These cakes get their name from the centuries-old European tradition of burning a log during Yule or wintertime festivals. Over time, the practice fell out of favor, but the idea of the Yule log was still very much beloved. So enterprising bakers in 18th-century France began to recreate these logs with cake.
Yule log cake or buche de Noel, is now a traditional Christmas dessert. It’s essentially an over-the-top cake roll filled with mousse, whipped cream or another delicious filling. The outside is decorated to look like a log, either with buttercream frosting or chocolate shards replicating tree bark.
Other finishes, like a dusting of confectioners’ sugar, cookie pinecones or meringue mushrooms, are also popular and make the log look even more festive and realistic.
How to Make a Yule Log Cake
There are many Yule log cake recipes out there (this chocolate Yule log is a classic) and lots of opportunities to switch up the flavors based on your preferences.
Our Test Kitchen’s favorite buche de Noel is this chocolate gingerbread Yule log cake from Lauren Knoelke of Milwaukee, Wisconsin. It’s a gingerbread cake filled with fresh ginger, spices and a mascarpone filling, topped with dark chocolate bark.

Object position labeling records:
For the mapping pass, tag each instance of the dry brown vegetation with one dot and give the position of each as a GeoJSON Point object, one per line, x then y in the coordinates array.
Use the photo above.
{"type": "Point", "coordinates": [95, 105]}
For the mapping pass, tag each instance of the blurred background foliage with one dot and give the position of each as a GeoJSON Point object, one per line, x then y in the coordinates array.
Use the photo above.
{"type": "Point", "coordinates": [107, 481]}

==

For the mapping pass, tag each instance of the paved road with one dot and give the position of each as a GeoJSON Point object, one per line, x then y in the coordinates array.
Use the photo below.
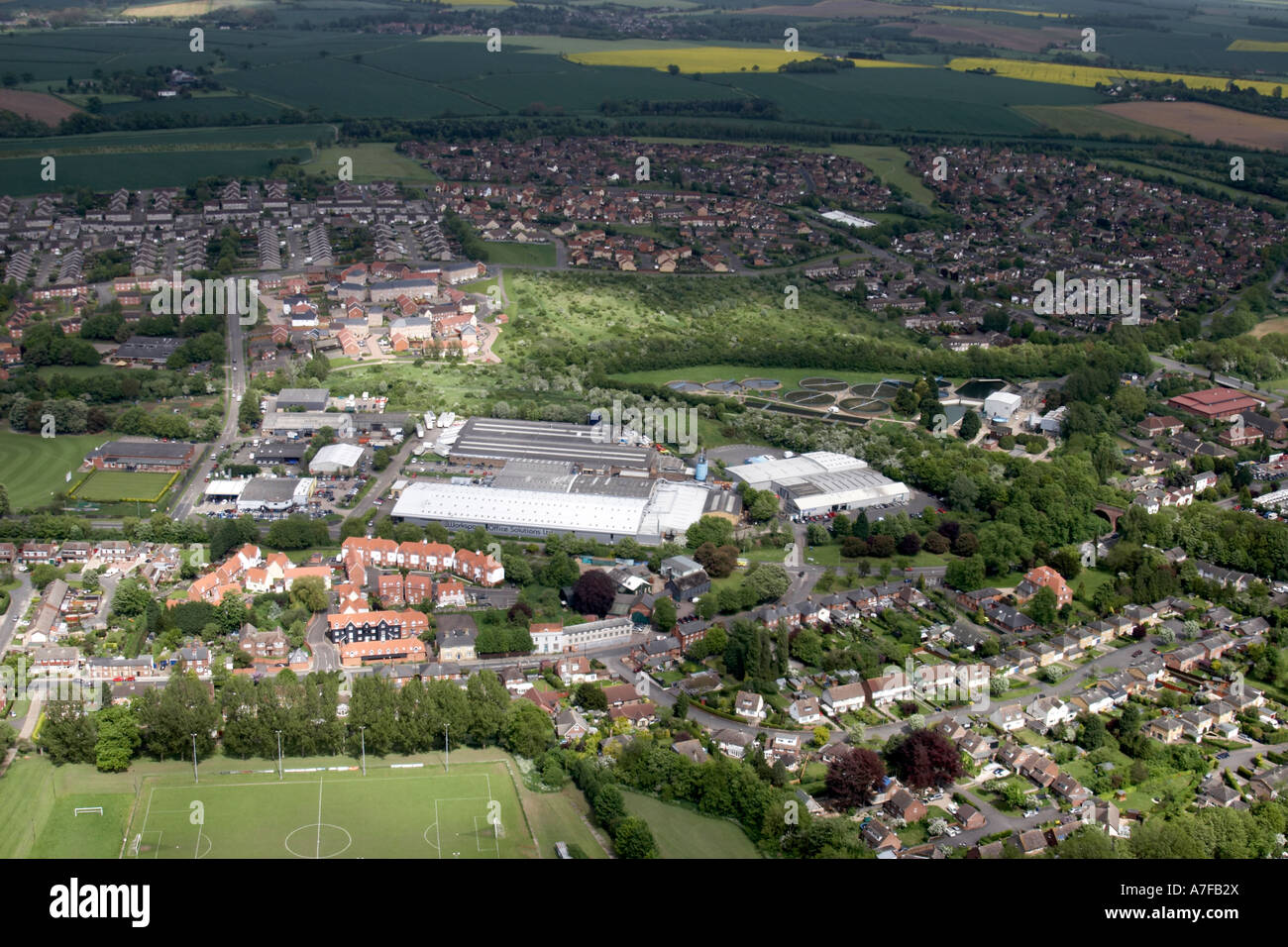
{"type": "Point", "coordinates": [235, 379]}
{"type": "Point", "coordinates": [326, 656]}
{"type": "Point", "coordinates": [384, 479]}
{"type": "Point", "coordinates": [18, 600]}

--- Given instruction 1 ---
Pull out every line of the records that contains the string "pass". Letter case must match.
--- Given instruction 2 ---
Carry on the Yule log cake text from the point where it stops.

--- Task response 1 ---
For the mapping pass, tag each instance of the dry brown vegetation with one dot and give the position of each as a GeoJSON Point object, one per line, x then y in the coordinates array.
For the mapping pass, tag each instance of the blurred background foliage with one dot and give the position of each as a GeoJSON Point object, one per line, x then y in the coordinates array.
For the mapping pass, tag each instance of the paved road with one dot and give the position of each as a GeoJSON Point object, one per line, x then y in the coordinates array.

--- Task response 2 ---
Ingredients
For the cake:
5 large eggs, separated
3/4 cup cake flour
1 to 1-1/2 teaspoons each ground ginger and cinnamon
1/4 teaspoon each ground nutmeg and pepper
1/4 teaspoon salt
1/3 cup packed dark brown sugar
1/4 cup molasses
2 tablespoons canola oil
1 tablespoon grated fresh ginger root
1/8 teaspoon cream of tartar
1/4 cup sugar
Baking cocoa
For the filling:
8 ounces mascarpone cheese
1/3 cup confectioners’ sugar
2 tablespoons heavy whipping cream
1/8 teaspoon salt
1/3 cup crystallized ginger
For the buttercream:
2 large egg whites
1/2 cup sugar
1/8 teaspoon salt
3/4 cup unsalted butter, softened
4 ounces high-quality milk chocolate, melted and cooled
For the chocolate bark:
4 to 6 ounces high-quality bittersweet chocolate, melted
15×10 pan: Yule log cakes are baked in a 15×10 pan often called a jelly roll pan. Make sure you have one stocked in your kitchen—this is one recipe where a substitute won’t do.
Tea towels: To get that perfect spiral, make sure you have a few clean tea towels on hand. Bonus points if they are festive!
Offset spatula: To fill this cake and create the chocolaty bark on the outside, you’ll want a small offset spatula.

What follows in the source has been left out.